◆ **Text extract**

# # #

Skip to content

Single-Leader Replication

TL;DR

Single-leader (master-slave) replication routes all writes through one node (the leader) and replicates to followers. It provides simple consistency guarantees and is the most common replication model. Trade-offs: leader is a bottleneck and single point of failure; failover is complex. Use synchronous replication for durability, asynchronous for performance.


How It Works

Basic Architecture

                    Writes


              ┌───────────────┐
              │    Leader     │
              │   (Primary)   │
              └───────┬───────┘

          ┌───────────┼───────────┐
          │           │           │
          ▼           ▼           ▼
    ┌──────────┐ ┌──────────┐ ┌──────────┐
    │ Follower │ │ Follower │ │ Follower │
    │    1     │ │    2     │ │    3     │
    └──────────┘ └──────────┘ └──────────┘
          │           │           │
          └───────────┼───────────┘

                   Reads

Write Path

1. Client sends write to leader
2. Leader writes to local storage
3. Leader sends replication log to followers
4. Followers apply changes
5. (Optional) Leader waits for acknowledgment
6. Leader responds to client

Replication Log

The leader maintains a log of all changes:

Log entry:
  - Log Sequence Number (LSN): 12345
  - Operation: INSERT
  - Table: users
  - Data: {id: 1, name: "Alice"}
  - Timestamp: 2024-01-15T10:30:00Z

Followers:
  1. Fetch entries after their last known LSN
  2. Apply entries in order
  3. Update their LSN position

Synchronous vs Asynchronous Replication

Synchronous Replication

Leader waits for follower acknowledgment before confirming write.

┌────────┐    ┌────────┐    ┌──────────┐
│ Client │    │ Leader │    │ Follower │
└───┬────┘    └───┬────┘    └────┬─────┘
    │             │              │
    │──write(x)──►│              │
    │             │──replicate──►│
    │             │              │
    │             │◄────ack──────│
    │             │              │
    │◄───ok───────│              │
    │             │              │

Guarantees:

  • Data exists on at least 2 nodes before ack
  • Follower is always up-to-date

Trade-offs:

  • Write latency includes replication time
  • Follower failure blocks writes
  • Usually only 1 sync follower (semi-sync)

Asynchronous Replication

Leader confirms immediately, replicates in background.

┌────────┐    ┌────────┐    ┌──────────┐
│ Client │    │ Leader │    │ Follower │
└───┬────┘    └───┬────┘    └────┬─────┘
    │             │              │
    │──write(x)──►│              │
    │◄───ok───────│              │
    │             │              │
    │             │──replicate──►│
    │             │              │
    │             │◄────ack──────│

Trade-offs:

  • Fast writes (no waiting)

# # #

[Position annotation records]
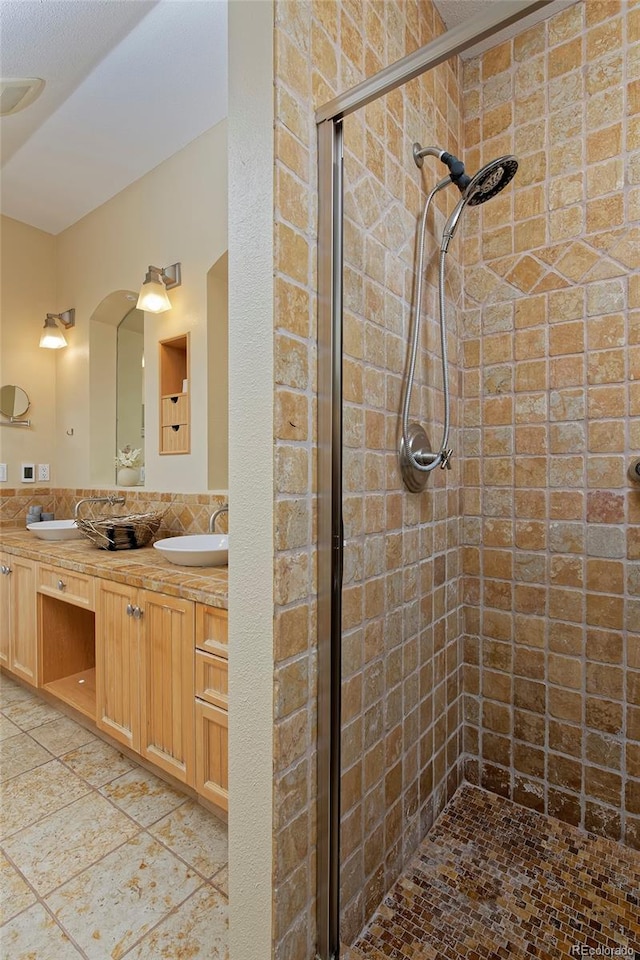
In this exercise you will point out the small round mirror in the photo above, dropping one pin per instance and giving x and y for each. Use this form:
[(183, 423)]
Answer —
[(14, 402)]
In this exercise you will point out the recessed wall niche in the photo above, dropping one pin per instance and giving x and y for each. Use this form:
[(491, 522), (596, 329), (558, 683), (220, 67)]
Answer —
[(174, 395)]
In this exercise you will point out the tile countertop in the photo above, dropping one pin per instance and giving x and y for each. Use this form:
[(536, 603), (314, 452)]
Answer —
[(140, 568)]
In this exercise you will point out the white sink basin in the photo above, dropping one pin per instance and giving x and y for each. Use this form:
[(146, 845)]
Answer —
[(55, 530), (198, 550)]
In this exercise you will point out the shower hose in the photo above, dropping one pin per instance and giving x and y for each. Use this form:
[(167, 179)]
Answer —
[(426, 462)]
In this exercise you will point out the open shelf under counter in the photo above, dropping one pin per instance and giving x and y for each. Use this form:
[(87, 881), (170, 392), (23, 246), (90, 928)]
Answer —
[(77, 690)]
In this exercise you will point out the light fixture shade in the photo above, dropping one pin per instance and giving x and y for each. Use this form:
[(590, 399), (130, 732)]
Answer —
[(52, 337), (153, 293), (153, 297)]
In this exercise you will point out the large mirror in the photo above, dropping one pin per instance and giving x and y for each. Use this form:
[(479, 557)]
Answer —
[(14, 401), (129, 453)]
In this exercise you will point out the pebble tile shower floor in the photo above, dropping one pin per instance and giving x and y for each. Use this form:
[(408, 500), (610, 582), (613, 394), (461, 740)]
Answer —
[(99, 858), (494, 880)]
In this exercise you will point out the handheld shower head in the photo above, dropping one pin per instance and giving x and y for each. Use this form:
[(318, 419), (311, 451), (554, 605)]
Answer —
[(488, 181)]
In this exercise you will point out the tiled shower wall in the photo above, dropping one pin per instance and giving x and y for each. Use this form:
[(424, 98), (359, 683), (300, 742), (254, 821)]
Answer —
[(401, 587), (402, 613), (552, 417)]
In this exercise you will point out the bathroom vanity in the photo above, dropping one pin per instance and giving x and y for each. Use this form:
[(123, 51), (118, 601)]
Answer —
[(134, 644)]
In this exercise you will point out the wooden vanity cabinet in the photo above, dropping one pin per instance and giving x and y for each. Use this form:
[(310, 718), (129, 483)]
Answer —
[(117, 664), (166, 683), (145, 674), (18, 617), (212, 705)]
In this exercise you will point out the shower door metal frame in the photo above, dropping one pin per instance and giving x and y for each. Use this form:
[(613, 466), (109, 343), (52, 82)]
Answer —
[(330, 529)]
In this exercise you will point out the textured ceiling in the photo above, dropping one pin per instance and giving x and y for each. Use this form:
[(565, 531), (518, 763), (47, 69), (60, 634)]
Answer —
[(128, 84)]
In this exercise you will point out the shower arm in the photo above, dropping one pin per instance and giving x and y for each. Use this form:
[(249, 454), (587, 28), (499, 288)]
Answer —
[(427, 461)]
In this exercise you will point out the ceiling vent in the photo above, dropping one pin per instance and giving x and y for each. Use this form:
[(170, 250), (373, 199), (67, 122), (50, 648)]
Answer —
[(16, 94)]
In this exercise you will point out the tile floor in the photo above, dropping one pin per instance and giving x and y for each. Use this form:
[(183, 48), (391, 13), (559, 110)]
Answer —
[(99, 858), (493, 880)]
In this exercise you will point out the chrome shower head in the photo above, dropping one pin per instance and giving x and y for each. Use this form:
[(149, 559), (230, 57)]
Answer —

# # #

◆ **Goal 1**
Reproduce the part of the single-leader replication text that opens with the words "Skip to content" and closes with "asynchronous for performance.".
◆ **Goal 2**
According to the single-leader replication text, what does the leader wait for before confirming a write under synchronous replication?
The listing has no connection to the single-leader replication text.

◆ **Result 1**
Skip to content

Single-Leader Replication

TL;DR

Single-leader (master-slave) replication routes all writes through one node (the leader) and replicates to followers. It provides simple consistency guarantees and is the most common replication model. Trade-offs: leader is a bottleneck and single point of failure; failover is complex. Use synchronous replication for durability, asynchronous for performance.

◆ **Result 2**
It waits for the follower's acknowledgment.